#### Records
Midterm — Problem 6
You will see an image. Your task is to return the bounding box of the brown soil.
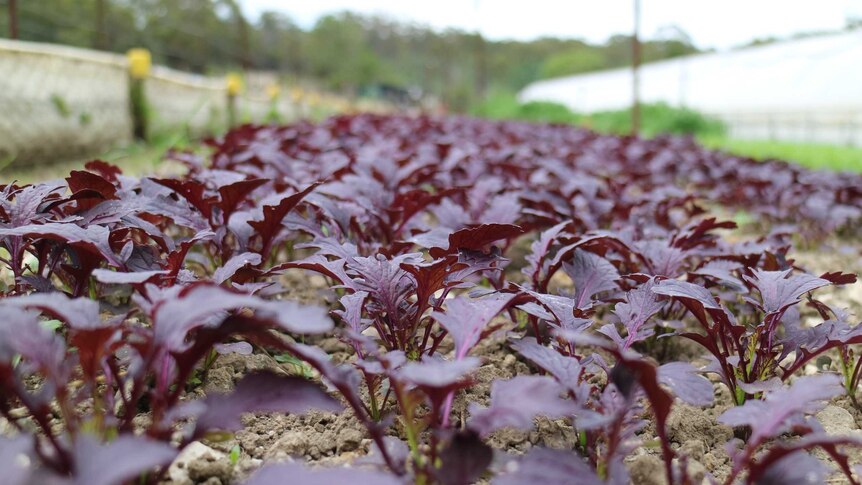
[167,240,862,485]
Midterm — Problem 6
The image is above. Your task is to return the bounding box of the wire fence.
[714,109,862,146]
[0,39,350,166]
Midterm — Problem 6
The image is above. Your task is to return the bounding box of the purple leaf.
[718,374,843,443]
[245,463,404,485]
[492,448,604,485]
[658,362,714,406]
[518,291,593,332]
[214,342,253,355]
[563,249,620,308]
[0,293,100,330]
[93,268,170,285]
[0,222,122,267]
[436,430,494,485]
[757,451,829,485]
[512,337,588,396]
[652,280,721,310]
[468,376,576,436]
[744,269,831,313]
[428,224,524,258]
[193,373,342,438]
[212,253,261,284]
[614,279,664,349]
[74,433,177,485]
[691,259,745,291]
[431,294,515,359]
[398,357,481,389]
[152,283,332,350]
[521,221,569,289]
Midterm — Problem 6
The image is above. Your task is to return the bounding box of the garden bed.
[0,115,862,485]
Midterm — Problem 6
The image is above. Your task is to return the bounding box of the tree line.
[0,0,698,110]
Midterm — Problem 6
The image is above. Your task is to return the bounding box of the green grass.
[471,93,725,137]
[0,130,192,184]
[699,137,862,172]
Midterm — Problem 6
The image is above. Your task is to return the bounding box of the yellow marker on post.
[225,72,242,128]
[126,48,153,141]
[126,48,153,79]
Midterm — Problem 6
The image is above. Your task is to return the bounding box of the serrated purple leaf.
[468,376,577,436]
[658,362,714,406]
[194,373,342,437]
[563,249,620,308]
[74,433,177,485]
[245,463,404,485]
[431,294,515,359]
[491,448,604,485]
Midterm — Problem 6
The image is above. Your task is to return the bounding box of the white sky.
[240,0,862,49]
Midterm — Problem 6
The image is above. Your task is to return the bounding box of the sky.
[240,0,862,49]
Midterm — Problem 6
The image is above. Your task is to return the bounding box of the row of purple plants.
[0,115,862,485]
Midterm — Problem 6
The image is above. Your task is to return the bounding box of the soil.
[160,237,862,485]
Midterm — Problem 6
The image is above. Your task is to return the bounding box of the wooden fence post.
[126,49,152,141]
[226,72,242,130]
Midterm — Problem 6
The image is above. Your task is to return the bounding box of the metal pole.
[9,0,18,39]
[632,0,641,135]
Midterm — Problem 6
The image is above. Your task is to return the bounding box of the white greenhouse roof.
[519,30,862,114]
########
#### Records
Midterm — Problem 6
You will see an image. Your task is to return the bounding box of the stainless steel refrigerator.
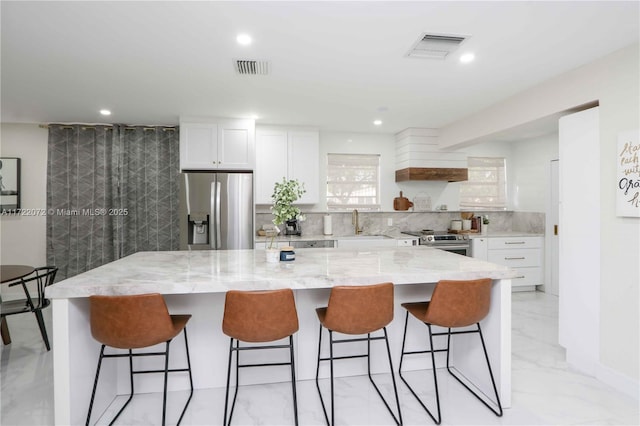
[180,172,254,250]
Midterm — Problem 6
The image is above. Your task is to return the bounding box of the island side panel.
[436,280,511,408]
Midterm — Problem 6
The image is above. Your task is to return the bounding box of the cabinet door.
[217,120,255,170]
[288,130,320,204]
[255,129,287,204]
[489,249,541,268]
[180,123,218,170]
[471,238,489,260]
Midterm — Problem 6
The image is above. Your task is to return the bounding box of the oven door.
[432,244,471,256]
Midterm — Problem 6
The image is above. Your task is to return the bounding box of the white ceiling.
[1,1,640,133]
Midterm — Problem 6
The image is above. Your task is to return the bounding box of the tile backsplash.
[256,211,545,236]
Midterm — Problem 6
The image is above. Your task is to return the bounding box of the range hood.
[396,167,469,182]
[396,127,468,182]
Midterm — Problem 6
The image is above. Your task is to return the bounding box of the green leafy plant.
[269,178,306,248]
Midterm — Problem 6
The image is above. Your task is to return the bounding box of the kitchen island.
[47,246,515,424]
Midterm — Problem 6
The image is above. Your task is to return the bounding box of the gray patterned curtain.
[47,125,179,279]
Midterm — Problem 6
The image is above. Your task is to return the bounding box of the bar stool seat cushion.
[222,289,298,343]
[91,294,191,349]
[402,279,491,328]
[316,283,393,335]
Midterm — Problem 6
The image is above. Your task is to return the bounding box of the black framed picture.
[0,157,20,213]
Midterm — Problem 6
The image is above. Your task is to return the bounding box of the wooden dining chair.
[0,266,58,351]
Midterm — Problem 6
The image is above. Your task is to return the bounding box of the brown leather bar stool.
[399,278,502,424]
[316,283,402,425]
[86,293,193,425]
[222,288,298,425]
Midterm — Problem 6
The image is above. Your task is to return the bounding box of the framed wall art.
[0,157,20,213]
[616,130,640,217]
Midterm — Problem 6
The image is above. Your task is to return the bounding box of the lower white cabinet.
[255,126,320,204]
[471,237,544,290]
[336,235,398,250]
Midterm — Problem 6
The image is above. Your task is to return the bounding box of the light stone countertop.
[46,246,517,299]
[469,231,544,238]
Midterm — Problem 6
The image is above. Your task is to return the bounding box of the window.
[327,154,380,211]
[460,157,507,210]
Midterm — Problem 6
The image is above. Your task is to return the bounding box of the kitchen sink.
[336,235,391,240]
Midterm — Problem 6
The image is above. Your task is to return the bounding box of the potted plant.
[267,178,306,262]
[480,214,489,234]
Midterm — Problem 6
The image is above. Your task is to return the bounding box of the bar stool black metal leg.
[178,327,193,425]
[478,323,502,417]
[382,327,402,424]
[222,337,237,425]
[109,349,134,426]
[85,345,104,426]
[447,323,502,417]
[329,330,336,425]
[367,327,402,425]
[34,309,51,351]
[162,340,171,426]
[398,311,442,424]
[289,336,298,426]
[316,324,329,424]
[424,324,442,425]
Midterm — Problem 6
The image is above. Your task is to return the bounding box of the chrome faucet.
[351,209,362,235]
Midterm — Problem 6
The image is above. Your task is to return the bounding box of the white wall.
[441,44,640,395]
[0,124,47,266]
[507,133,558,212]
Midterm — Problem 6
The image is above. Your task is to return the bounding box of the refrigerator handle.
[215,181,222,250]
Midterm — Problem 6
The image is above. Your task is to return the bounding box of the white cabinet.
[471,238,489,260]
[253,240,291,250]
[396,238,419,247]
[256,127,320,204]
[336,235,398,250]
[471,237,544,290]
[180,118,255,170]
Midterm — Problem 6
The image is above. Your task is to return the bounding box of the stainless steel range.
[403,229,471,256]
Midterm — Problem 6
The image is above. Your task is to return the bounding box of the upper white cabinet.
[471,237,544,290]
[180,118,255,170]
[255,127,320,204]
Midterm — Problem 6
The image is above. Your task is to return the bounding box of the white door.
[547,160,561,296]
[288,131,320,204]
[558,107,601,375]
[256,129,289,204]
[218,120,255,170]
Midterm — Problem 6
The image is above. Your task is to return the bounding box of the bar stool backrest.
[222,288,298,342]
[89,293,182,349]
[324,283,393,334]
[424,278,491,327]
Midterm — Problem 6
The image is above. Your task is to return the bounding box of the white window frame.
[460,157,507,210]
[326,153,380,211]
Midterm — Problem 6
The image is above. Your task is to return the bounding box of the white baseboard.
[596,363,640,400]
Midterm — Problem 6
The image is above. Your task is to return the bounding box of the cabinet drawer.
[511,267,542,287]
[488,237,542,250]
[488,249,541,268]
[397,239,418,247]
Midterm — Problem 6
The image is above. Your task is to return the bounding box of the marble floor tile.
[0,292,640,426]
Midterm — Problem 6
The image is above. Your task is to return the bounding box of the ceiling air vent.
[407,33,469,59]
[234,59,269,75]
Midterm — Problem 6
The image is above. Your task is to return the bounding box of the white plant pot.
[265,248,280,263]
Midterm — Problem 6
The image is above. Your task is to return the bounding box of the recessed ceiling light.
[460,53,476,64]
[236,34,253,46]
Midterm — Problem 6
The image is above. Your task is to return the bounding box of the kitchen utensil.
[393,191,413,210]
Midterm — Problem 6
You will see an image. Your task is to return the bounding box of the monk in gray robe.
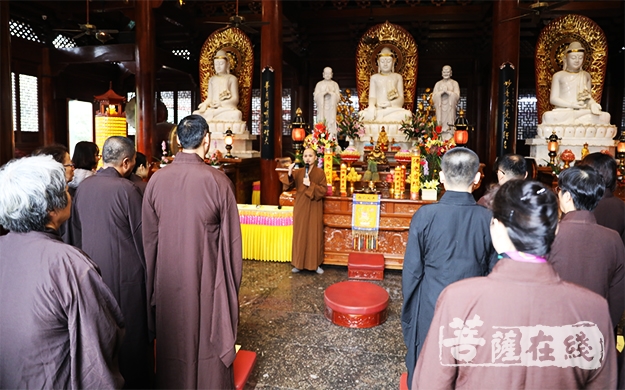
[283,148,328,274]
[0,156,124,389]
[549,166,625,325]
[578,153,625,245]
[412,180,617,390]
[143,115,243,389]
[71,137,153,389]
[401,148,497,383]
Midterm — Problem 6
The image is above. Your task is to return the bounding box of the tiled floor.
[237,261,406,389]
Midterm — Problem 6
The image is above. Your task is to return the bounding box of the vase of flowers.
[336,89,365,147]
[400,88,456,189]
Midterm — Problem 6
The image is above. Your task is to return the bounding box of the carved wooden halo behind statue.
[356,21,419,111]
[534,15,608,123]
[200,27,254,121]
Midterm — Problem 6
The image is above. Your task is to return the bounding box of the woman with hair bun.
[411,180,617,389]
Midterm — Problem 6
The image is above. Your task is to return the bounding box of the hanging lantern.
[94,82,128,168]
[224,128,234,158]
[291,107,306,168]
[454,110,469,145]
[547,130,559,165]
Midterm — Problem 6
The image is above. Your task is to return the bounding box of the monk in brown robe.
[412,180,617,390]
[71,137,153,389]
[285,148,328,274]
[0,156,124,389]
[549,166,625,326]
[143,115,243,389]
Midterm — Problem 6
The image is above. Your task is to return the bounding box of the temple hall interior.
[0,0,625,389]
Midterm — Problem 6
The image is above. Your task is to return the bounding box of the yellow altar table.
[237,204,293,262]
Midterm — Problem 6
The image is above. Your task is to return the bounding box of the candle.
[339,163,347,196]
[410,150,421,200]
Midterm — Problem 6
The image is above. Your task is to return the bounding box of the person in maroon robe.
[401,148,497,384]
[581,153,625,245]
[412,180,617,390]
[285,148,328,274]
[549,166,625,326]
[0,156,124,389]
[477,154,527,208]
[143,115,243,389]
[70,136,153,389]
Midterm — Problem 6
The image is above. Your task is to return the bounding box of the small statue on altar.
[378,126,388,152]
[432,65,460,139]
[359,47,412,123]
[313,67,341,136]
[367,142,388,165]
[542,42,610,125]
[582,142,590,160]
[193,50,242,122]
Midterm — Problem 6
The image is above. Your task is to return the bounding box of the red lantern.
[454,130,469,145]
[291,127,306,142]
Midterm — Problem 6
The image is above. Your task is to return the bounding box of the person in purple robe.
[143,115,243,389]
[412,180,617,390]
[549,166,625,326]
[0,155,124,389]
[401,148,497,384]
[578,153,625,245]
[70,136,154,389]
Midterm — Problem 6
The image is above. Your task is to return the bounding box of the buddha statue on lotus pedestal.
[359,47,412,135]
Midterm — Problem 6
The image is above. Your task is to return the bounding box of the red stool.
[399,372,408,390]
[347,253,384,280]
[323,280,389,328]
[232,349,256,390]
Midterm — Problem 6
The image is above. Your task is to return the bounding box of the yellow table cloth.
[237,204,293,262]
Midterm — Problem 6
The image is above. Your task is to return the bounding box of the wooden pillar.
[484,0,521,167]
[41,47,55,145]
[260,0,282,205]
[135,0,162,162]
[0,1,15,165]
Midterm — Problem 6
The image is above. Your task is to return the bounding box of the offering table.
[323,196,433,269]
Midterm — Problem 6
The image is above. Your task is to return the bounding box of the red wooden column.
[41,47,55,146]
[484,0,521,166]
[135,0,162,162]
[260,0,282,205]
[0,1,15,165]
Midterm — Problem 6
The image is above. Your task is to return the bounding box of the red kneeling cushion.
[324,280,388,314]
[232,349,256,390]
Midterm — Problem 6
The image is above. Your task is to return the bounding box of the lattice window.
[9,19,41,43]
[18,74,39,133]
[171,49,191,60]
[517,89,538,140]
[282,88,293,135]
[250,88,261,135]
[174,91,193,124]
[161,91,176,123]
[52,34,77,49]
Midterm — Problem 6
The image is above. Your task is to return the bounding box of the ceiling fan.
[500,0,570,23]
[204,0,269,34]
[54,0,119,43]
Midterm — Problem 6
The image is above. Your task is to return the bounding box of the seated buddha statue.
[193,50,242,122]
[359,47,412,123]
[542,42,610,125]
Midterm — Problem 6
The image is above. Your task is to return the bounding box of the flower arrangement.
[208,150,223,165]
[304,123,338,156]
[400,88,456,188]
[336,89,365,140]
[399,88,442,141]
########
**What you should do:** From the items above, copy each line that contains the word "refrigerator", matching its case exactly.

**Task response:**
You will see an image. Your task is to return the bounding box of the stainless steel refrigerator.
The image is above. Your task is to return the bounding box of the refrigerator handle.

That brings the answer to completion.